THE TASK: Please copy the material below word for word, keeping every line as it appears.

Entries from an annotation dataset:
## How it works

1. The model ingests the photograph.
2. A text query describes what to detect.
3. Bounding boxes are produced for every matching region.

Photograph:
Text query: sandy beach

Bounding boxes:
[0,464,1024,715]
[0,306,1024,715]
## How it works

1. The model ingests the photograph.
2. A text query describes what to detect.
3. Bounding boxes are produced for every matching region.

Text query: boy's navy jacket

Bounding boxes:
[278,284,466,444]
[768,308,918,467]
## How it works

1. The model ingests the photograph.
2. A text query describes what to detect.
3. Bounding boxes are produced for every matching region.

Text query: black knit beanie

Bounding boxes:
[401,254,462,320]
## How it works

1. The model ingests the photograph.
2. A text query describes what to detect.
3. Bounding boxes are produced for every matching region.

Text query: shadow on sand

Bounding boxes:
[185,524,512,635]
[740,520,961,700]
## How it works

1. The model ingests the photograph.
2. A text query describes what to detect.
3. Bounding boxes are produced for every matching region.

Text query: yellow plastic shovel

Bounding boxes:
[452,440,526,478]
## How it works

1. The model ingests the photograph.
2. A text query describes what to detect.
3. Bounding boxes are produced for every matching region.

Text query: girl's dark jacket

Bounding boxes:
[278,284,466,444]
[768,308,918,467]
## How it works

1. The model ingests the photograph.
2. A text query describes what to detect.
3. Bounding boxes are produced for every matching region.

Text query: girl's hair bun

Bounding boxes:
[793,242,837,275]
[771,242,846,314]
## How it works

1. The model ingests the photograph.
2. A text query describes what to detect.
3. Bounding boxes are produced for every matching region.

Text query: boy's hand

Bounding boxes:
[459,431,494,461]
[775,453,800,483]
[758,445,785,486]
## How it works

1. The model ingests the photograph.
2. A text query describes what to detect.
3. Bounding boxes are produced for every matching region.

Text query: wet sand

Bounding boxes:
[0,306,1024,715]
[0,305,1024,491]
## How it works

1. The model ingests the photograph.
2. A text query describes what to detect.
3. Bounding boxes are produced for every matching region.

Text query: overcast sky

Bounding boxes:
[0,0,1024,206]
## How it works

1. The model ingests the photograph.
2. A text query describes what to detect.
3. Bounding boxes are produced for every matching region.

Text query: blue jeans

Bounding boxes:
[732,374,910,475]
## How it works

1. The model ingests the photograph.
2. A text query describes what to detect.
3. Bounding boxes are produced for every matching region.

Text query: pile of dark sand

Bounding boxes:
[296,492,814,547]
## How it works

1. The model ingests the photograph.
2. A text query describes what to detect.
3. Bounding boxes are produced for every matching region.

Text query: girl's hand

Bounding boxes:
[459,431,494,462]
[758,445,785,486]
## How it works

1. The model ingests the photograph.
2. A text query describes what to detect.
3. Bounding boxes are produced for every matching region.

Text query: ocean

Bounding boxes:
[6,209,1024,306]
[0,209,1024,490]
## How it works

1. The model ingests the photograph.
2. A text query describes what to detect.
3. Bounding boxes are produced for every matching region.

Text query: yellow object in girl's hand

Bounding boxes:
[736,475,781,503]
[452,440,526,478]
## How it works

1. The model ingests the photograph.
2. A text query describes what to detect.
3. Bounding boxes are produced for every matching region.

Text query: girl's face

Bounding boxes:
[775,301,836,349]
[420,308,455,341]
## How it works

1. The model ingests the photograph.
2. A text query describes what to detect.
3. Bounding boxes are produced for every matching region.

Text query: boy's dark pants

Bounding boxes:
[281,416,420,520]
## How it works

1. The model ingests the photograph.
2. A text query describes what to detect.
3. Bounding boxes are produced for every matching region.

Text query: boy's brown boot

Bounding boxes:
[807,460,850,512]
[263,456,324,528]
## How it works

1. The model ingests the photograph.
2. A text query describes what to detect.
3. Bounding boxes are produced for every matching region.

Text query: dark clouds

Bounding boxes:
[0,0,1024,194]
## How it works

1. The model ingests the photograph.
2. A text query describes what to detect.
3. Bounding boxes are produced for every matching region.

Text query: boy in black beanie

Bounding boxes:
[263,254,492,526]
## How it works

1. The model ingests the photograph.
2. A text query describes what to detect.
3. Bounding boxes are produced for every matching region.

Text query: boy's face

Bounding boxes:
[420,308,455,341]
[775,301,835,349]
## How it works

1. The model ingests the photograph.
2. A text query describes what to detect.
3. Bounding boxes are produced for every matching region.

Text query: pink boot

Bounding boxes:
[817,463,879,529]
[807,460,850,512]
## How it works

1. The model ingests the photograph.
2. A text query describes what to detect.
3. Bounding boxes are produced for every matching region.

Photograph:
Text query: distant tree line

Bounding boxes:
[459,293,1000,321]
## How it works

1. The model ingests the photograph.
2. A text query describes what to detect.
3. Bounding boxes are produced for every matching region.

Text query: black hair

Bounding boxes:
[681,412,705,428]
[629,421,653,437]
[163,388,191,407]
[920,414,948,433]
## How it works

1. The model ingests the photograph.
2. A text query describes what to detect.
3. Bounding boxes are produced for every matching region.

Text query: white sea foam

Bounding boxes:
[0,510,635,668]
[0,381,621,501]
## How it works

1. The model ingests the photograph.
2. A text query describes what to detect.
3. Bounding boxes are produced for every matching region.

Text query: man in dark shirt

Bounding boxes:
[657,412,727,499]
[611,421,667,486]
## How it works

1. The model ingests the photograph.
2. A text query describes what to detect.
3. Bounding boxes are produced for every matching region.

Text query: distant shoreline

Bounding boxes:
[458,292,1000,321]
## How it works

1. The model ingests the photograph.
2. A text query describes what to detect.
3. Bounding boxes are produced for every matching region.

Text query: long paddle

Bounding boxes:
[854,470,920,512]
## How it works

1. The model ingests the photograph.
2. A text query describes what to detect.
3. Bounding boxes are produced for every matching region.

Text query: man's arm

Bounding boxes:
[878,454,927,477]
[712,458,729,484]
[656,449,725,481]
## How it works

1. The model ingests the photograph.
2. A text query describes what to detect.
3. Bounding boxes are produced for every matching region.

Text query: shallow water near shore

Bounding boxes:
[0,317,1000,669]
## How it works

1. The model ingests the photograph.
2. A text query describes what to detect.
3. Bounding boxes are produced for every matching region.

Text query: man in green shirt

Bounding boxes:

FINAL ANSWER:
## How it works

1. The model ingests the photograph.
2. A text query describes what to detect.
3. Bounding boxes are produced for every matching region.

Photograph:
Text query: sandy beach

Bounding boxes:
[0,464,1024,715]
[0,306,1024,715]
## How it works

1. The model ingests the photograph.
2. A text query describes what to detect.
3. Bounding boxes are produced for every matching region.

Text query: boy's navy jacket

Bounding boxes:
[278,284,466,444]
[768,308,918,467]
## How it works

1. The model ingests the photograph.
2. A text query describes what to detect.
3. Bounding boxes are produced for every matching region.

Text query: black knit beanie

Bounding boxes:
[401,254,462,320]
## How it works

1. The model ingests the photograph.
2. A text query describes what to detect.
3. Bounding boxes are produced for every matching region.

Text query: shadow on sand

Bounding boxes:
[185,524,512,635]
[740,520,961,700]
## How it works

1. The model ingests the photograph.
2. A text query describes what to detect.
3. Bounding boxes are produced for every matching region.

Text query: yellow plastic shovel

Bounding boxes:
[452,440,526,478]
## How it works

1. The model ingests the photograph.
2. A text query describes what to detect.
3. Bounding boxes are produced for every matching region.

Text query: girl's dark jacket

Bounding boxes:
[278,284,466,444]
[768,308,918,467]
## How it works

1. The model ingests the photograph.
2. A text query describes what to detect.
3. Bounding boxes are produced for every matching region.

Text query: girl's hair bun

Bounding boxes:
[793,242,837,275]
[771,242,846,314]
## How it works

1. The model ingests the photograph.
2. A text query describes what to detect.
3. Bounding boxes are produced for every matching region.

Text query: boy's hand

Bounding boxes:
[459,431,494,461]
[775,453,800,483]
[758,445,785,486]
## How it works

1. The model ingests the photograph.
2. A text query describes what to detect.
3. Bounding boxes are produced for every matching region.

Text query: wet sand

Bounding boxes:
[0,306,1024,715]
[0,305,1024,491]
## How it works

1. The model ingests the photograph.
2. A text query describes what to detect.
3. Bounding boxes are produced for every matching region.

Text query: overcast sky

Bounding boxes:
[0,0,1024,206]
## How it works

1. The model ingests the photograph.
2. A text query describes what to detect.
3. Bounding boxes are produced for every matching region.

Text query: blue jeans

Bounding boxes:
[732,374,910,475]
## How it works

1. The model ingests the photograph.
2. A text query describes what to detect.
3. Bounding boxes are produced for every matching region.

Text query: pile of dark sand

Bounding boxes:
[296,492,814,547]
## How it works

1. The model ingests the photograph.
2. A text query describes what to detect.
3. Bounding boxes are produced for every matching region.

Text query: girl's hand

Bounding boxes:
[459,431,494,462]
[758,445,785,486]
## How it works

1. The model ingests the photograph.
2. A text query describes what to detect.
3. Bounding boxes are produced for every matching region.

Text query: ocean

Bounding boxes:
[6,209,1024,306]
[0,209,1024,490]
## How it works

1. The model ingests the photograph.
2. A text query describes what to detect.
3. Bounding boxes are produced for every matching region.

Text query: yellow object in girl's hand

Bounding boxes:
[736,475,781,503]
[452,440,526,478]
## How it works

1. The model ingests the photograph.
2. A text query describes what to detect.
3. Bounding boxes are produced for every matching region.

Text query: girl's face

Bounding boxes:
[775,301,836,349]
[420,308,455,341]
## How it works

1. The model ingests the photograph.
2. A text query describes what to detect.
3. Bounding boxes are produced for every matching region.

Text query: boy's dark pants

Bounding boxes:
[281,416,420,520]
## How it works

1. The model ingests the photograph.
2. A text query describes what to detect.
3. Bounding boxes are produced for every matching region.

Text query: boy's brown boot

Bounding boxes:
[807,460,850,512]
[263,456,324,528]
## How it works

1. The model ingests the photograph.
2. A text query describes what to detect.
3. Bounding boxes are produced for every matching region.

Text query: dark clouds

Bounding boxes:
[0,0,1024,194]
## How it works

1. The model ingests the photograph.
2. A text query describes what to detect.
3. Bounding boxes are produced for every matching region.

Text query: boy in black beanie

Bounding boxes:
[263,254,492,526]
## How it works

1. The model ingests the photograph.
2. A text query describes what to detect.
3. Bounding boxes are produced for every matching region.

Text query: boy's face

Bounding boxes:
[420,308,455,341]
[775,301,835,349]
## How it works

1. The model ingests the photograph.
2. A text query describes what to detect.
3. Bounding boxes are produced for every matching region.

Text query: pink boot

Bounding boxes:
[817,463,879,529]
[807,460,850,512]
## How it works

1. The model ingests the photograph.
2. A text query describes what to detect.
3. Bounding boxes are produced for every matching region.

Photograph:
Text query: distant tree line

Bounding boxes:
[459,293,1000,321]
## How it works

1. The model ingests the photograph.
2. A text query describes what to detect.
3. Bounding boxes are produced for every matching region.

Text query: black hair

Bounding boxes:
[681,412,705,428]
[629,421,653,437]
[163,388,191,407]
[920,414,948,433]
## How it works

1. The model ingests the photograph.
2. A text query describes what to detect.
3. Bounding boxes are produced for every matching region.

Text query: white sea foam

Bounding boxes:
[0,510,635,668]
[0,381,621,501]
## How it works

1. The model ingests the photograph.
2. A text query describes what to detect.
3. Bounding boxes are produced for every matching region.

Text query: man in dark shirt

Bounding boxes:
[657,412,727,499]
[611,421,667,486]
## How it works

1. The model ingests the photograph.
2. A text query describes what to detect.
3. Bounding boxes are produced for every matching region.

Text query: distant shoreline

Bounding boxes:
[458,292,1000,321]
## How it works

1. The model ingests the photograph.
2. A text query describes what to detect.
3. Bounding boxes are produced for every matching region.

Text query: long paddle

Bounding boxes:
[854,470,920,512]
## How it works

1. The model ingests the photograph.
2. A text query describes what to detect.
3. Bounding boxes are produced for every matching region.

Text query: man's arm

Bounding boxes:
[878,454,927,477]
[712,458,729,484]
[656,449,725,481]
## How it works

1. The model ingests the photograph.
2. A text query describes what to detect.
3. Bounding boxes are produced for every matching region.

Text query: shallow water near shore

Bounding boxes:
[0,317,1000,669]
## How it works

1. The model ingests the photograph.
2. A text query describes what to detect.
3. Bounding boxes are produced for every matching region.

Text query: man in green shirt

Bounding boxes:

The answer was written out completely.